• [What is needed]: Copy out each line of the data that holds the string "dark".

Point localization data

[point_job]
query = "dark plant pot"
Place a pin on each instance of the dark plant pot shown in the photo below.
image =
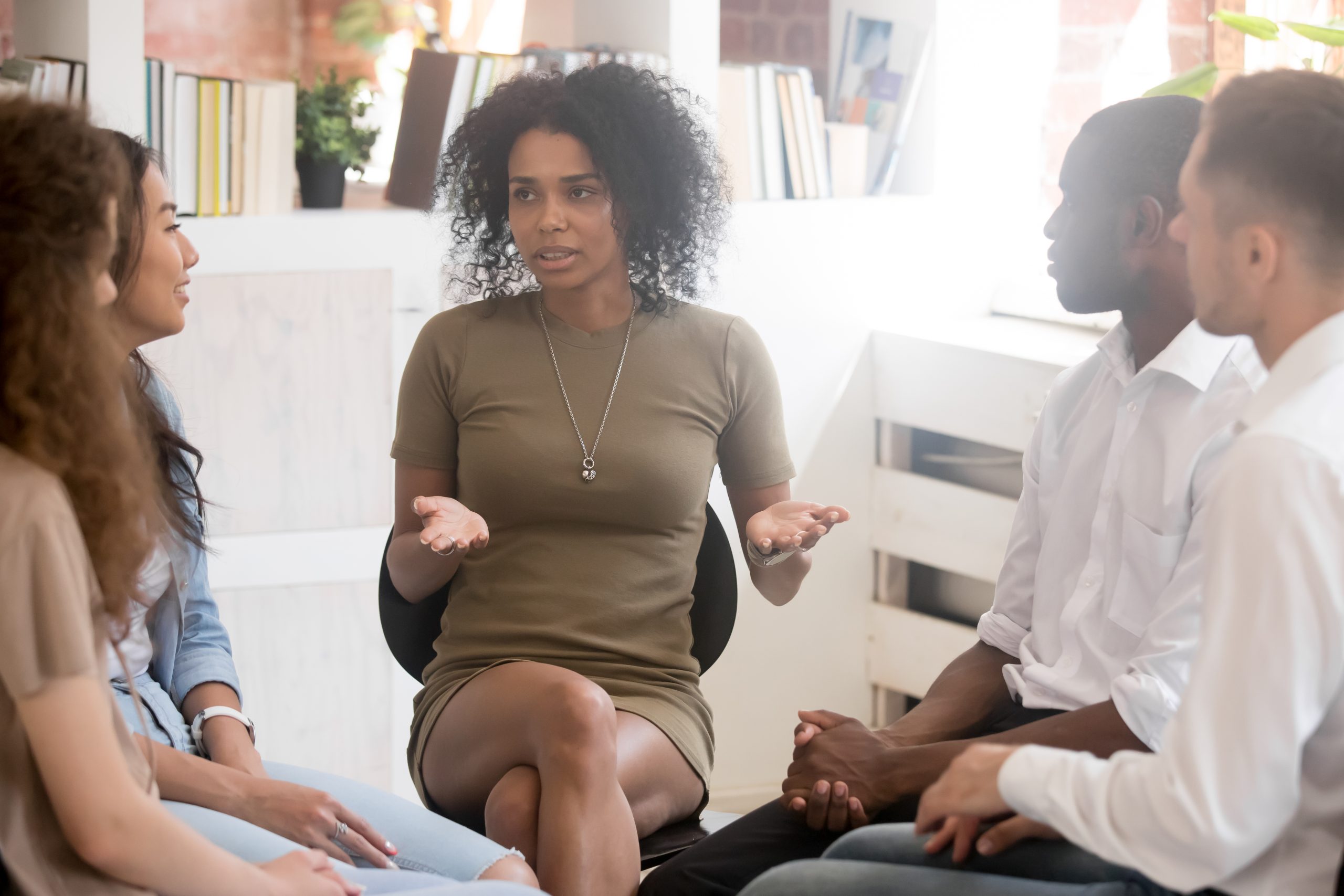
(322, 184)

• [Exercise answer]:
query = "dark plant pot"
Place a pin on each instance of the dark plant pot shown in the photo below.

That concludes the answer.